--- Material for this task ---
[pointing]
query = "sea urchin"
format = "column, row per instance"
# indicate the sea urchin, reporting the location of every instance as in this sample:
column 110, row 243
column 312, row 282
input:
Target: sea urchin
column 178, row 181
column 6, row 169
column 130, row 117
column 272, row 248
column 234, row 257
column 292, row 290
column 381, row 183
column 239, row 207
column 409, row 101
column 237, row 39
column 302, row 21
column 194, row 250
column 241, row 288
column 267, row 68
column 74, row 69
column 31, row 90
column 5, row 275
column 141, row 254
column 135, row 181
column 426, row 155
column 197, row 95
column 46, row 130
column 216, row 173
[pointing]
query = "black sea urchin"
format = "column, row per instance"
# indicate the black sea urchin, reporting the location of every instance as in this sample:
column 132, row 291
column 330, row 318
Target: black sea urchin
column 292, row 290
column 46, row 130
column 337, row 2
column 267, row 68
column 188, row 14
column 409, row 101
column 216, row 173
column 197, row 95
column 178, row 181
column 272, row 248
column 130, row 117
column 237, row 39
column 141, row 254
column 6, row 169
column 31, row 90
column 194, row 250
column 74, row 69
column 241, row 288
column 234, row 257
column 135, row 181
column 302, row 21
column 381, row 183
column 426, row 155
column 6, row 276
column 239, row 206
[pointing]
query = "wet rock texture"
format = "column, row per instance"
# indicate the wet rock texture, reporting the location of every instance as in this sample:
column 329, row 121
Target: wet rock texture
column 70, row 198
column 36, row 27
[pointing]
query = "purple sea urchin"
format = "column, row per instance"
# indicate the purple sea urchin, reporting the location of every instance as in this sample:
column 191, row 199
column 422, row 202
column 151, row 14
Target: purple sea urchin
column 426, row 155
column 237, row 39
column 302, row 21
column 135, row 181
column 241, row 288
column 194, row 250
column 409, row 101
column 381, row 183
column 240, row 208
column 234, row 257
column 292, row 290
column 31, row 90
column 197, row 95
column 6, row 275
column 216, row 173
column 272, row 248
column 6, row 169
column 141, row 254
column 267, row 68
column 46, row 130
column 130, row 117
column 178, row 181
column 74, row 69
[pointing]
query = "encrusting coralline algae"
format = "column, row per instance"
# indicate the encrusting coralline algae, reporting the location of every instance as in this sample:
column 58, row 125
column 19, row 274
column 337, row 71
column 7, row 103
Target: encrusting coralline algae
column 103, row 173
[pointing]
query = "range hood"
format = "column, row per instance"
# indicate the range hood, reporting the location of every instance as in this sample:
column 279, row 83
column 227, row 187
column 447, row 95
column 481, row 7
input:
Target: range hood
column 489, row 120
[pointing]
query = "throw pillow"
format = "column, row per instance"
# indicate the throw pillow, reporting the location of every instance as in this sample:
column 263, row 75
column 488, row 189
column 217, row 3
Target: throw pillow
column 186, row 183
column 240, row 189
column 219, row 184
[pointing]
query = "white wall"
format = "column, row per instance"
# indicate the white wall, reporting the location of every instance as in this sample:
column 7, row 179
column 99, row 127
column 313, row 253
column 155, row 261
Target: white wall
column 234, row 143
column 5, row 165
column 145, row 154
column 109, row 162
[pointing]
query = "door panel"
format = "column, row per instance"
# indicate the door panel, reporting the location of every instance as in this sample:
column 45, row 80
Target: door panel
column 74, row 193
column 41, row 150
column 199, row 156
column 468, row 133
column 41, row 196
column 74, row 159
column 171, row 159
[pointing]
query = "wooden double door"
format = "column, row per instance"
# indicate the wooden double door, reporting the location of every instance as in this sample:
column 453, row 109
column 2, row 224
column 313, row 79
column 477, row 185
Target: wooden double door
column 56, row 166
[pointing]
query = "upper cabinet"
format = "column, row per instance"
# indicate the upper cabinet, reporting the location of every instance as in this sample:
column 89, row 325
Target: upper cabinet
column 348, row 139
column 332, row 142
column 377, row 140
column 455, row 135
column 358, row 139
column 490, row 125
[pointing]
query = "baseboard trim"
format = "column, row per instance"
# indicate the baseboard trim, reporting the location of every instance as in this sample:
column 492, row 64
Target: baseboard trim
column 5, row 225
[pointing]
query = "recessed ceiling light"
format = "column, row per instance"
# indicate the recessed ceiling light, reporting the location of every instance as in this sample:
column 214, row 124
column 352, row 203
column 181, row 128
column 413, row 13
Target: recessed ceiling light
---
Print the complete listing again, exactly as it stands.

Result:
[pointing]
query = "sea urchin"
format = "column, row per instance"
# indicate the sea urchin, reporting the location of every instance as in this sample:
column 110, row 243
column 312, row 282
input:
Target: sea urchin
column 178, row 181
column 6, row 169
column 130, row 117
column 272, row 248
column 234, row 257
column 292, row 290
column 381, row 183
column 239, row 207
column 409, row 101
column 237, row 39
column 302, row 21
column 194, row 250
column 241, row 288
column 267, row 68
column 74, row 69
column 31, row 90
column 5, row 275
column 141, row 254
column 135, row 181
column 426, row 155
column 197, row 95
column 46, row 130
column 216, row 173
[pointing]
query = "black sea urchin"
format = "column, row per instance"
# indicate the black sea urchin, reporting the location of every instance as in this sample:
column 132, row 291
column 330, row 318
Target: black sea urchin
column 292, row 290
column 46, row 130
column 337, row 2
column 267, row 68
column 188, row 14
column 409, row 101
column 216, row 173
column 197, row 95
column 178, row 181
column 272, row 248
column 130, row 117
column 237, row 39
column 141, row 254
column 6, row 169
column 31, row 90
column 194, row 250
column 74, row 69
column 241, row 288
column 234, row 257
column 135, row 181
column 302, row 21
column 381, row 183
column 426, row 155
column 6, row 276
column 239, row 206
[pointing]
query = "wet rock texture"
format = "column, row per instance"
# indicate the wet rock texture, reporting the location of every instance as in this sample:
column 329, row 121
Target: wet rock texture
column 70, row 198
column 36, row 27
[pointing]
query = "purple sea urchin"
format = "column, row per instance"
# indicate the purple sea urchin, reporting the location of every instance as in this sample:
column 191, row 199
column 422, row 202
column 151, row 14
Target: purple sea urchin
column 426, row 155
column 237, row 39
column 302, row 21
column 135, row 181
column 241, row 288
column 194, row 250
column 409, row 101
column 381, row 183
column 240, row 208
column 234, row 257
column 292, row 290
column 31, row 90
column 197, row 95
column 6, row 275
column 216, row 173
column 272, row 248
column 6, row 169
column 141, row 254
column 267, row 68
column 46, row 130
column 130, row 117
column 178, row 181
column 74, row 69
[pointing]
query = "encrusting coralline algae"
format = "column, row per instance"
# indicate the encrusting coralline algae, reporting the location of every instance as in this sample:
column 58, row 125
column 19, row 274
column 337, row 71
column 7, row 103
Target: encrusting coralline algae
column 103, row 173
[pointing]
query = "range hood"
format = "column, row per instance"
# indicate the range hood, reporting the location of every instance as in this sample:
column 279, row 83
column 227, row 187
column 447, row 95
column 481, row 7
input:
Target: range hood
column 489, row 120
[pointing]
query = "throw pillow"
format = "column, row per instance"
# indicate the throw pillow, reporting the location of every instance as in this sample:
column 263, row 75
column 488, row 189
column 217, row 3
Target: throw pillow
column 186, row 183
column 240, row 189
column 219, row 184
[pointing]
query = "white wall"
format = "column, row per instance"
# indicate the white wall, reporting the location of every instance as in this sample:
column 7, row 179
column 99, row 127
column 313, row 253
column 155, row 261
Target: white wall
column 234, row 143
column 5, row 165
column 145, row 154
column 109, row 162
[pointing]
query = "door panel"
format = "column, row per instance"
# indicate the door panel, reporting the location of every instance as in this sample:
column 45, row 80
Target: door panel
column 74, row 193
column 41, row 150
column 199, row 156
column 468, row 133
column 41, row 196
column 74, row 159
column 171, row 159
[pointing]
query = "wooden double door"
format = "column, row per instance"
# indicate the wooden double door, reporting the location of every instance as in this sample:
column 453, row 109
column 2, row 224
column 313, row 79
column 477, row 185
Target: wooden double door
column 56, row 166
[pointing]
query = "upper cabinet"
format = "column, row per instance"
# indicate the upper cabinet, reporting the location of every instance as in this sample:
column 89, row 325
Target: upper cabinet
column 348, row 139
column 332, row 142
column 377, row 140
column 455, row 135
column 358, row 139
column 490, row 125
[pointing]
query = "baseboard trim"
format = "column, row per instance"
# indicate the baseboard trim, reporting the location of every instance as in this sample:
column 492, row 64
Target: baseboard trim
column 5, row 225
[pointing]
query = "recessed ceiling light"
format = "column, row per instance"
# indicate the recessed ceiling light, reporting the location of every instance as in this sample:
column 214, row 124
column 352, row 203
column 181, row 128
column 413, row 13
Target: recessed ceiling light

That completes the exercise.